Work to complete
(A) Answer these questions about the text on Kafka:
(i) What is a consumer group?
(ii) What are the many queues that make up a Kafka topic called?
(iii) By default, what strategy assigns messages to partitions?
(B) Extend the text on Kafka past its final sentence.

Two services communicating via Kafka

Producers and Consumers

Producers and consumers are services that listen to or send messages in Kafka. These services are your backend services.

Consumer and Producer

A service can be both a consumer and producer.

A service listening to messages and consuming them

Topics

Topics are addresses that producers can send messages to. Other services can listen to these topics.

A service emitting a message and a service receiving a message from a Kafka topic

A service can listen and send messages to as many topics as it wants.

There’s also a notion of a consumer-group. This is a group of services that act as a single consumer.

A consumer group listening to topic B

For any message going to a consumer group, Kafka routes that message to a single service. This helps you load balance messages. And scale consumers!

A message going into a single service with a consumer group

A topic acts as a queue for messages. Let’s walk through this. First, a message is sent.

Producer sending message to Kafka topic.

Then, the message is recorded and stored on this queue. This message cannot be changed.

Message getting stored on the queue

The message is also sent to any consumer of the topic. However, the message remains on the queue permanently and cannot be edited.

A copy of the message being stored on the queue and sent to consumer.

Let’s send another message. Just to hammer home the point.

Sending a second message to Topic A

Like before, this message will be sent out to the consumer and stored in the queue. You cannot change messages and they are stored permanently.

(P.S. you can configure Kafka topics to remove these messages if there are too many or after a period of time)

Second message being stored.

This happens for every topic in our Kafka cluster

Messages being queued up in topics

These immutable queues allow us to store messages asynchronously regardless if a producer or consumer goes down. It also guarantees the correctness of messages (they’re untampered with).

Let’s open up these Kafka topics and take a look inside.

Partitions

I lied. A Kafka topic is not really a single queue, but actually composed of many queues called partitions! They help a topic scale.

A topic with two partitions

When a producer posts to a topic, that message gets routed to a single partition.

A message entering a topic, going to a partition

A consumer listens to all partitions and consumes events from all.

A message being consumed from a partition

A producer by default will send messages to the topic. The topic will determine which partition the message will go to. By default, messages will be assigned to partitions via a round robin strategy.

Location labeling records:
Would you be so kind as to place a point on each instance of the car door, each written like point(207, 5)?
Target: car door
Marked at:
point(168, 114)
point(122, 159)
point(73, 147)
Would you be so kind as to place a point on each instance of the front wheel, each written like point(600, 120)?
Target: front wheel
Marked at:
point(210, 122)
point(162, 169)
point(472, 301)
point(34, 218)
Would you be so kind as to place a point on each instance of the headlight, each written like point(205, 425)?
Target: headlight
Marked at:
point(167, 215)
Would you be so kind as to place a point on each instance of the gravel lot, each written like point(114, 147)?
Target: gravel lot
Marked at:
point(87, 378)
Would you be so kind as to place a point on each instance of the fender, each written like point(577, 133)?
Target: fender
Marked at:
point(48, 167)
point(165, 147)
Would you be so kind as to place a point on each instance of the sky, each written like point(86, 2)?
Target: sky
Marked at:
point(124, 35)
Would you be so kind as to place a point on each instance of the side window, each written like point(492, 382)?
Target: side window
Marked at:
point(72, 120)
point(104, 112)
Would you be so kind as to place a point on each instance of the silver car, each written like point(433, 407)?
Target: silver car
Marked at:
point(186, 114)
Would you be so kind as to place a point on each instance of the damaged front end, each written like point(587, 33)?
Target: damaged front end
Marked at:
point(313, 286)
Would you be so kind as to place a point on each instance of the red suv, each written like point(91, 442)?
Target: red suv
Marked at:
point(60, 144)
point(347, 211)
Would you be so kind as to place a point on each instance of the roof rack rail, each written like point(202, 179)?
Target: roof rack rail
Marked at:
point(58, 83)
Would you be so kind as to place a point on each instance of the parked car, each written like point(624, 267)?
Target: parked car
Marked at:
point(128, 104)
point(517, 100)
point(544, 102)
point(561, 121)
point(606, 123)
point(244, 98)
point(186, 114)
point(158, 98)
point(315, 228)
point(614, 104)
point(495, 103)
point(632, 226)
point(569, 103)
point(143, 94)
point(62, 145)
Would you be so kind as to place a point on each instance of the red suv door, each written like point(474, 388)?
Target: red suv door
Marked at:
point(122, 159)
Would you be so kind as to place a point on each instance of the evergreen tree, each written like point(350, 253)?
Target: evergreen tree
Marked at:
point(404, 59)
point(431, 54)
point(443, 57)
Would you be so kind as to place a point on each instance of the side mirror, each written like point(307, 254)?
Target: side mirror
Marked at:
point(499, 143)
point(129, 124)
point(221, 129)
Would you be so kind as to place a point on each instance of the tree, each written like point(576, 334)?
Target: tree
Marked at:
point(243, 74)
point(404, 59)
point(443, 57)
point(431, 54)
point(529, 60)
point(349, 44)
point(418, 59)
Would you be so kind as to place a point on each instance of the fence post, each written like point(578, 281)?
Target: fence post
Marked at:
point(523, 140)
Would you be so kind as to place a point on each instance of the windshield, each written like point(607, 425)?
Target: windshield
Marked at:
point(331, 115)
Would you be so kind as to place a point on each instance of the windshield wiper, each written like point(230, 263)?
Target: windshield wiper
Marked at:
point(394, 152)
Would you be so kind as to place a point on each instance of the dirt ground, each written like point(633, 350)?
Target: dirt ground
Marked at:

Final answers
(A)
(i) A group of services that act as a single consumer.
(ii) Partitions.
(iii) A round robin strategy.

(B)
A producer writing to a topic, which is writing to multiple partitions

You can configure topics (not the service) to split messages into different partitions. For instance, if you’re handling user messages (and have a user id), you can make sure that messages for that user stay within the same partition. You can do this by hashing the user id and then modding it by the number of partitions. You get the point. I hope.

A producer sending messages (with possibly different entity/user ids) to different partitions

Why would you want this? It’s because every message within a partition is guaranteed to be chronologically ordered. Therefore consumed in order.

Messages being consumed in order from partitions.

Every message that goes into that partition is ordered within that partition. Even with multiple users (or other entity) messages being mapped to the same partition (red/green). You still get ordered user messages for each.

Regardless of why different message types are mapped into single partitions, they maintain order

Messages coming from a partition will be ordered. But partitions may send out their messages at any time. Therefore, topics, don’t guarantee order. This is a little weird. I know. Below, notice how both partitions send out their own messages. But they do this regardless of the other partition. They still maintain their own message order.

Two perfectly valid scenarios. Each partition maintains order for its own messages.

If your consumers, depend on message order (tracking user clicks within your site), you’ll want to look more into these topic partition strategies (which is out of scope for this article). If not, the default strategy will work fine for you.

Let’s now zoom out a bit and understand how Kafka does this.

Infrastructure

If we take a step back, let’s look at our first chart. What is the Kafka cloud?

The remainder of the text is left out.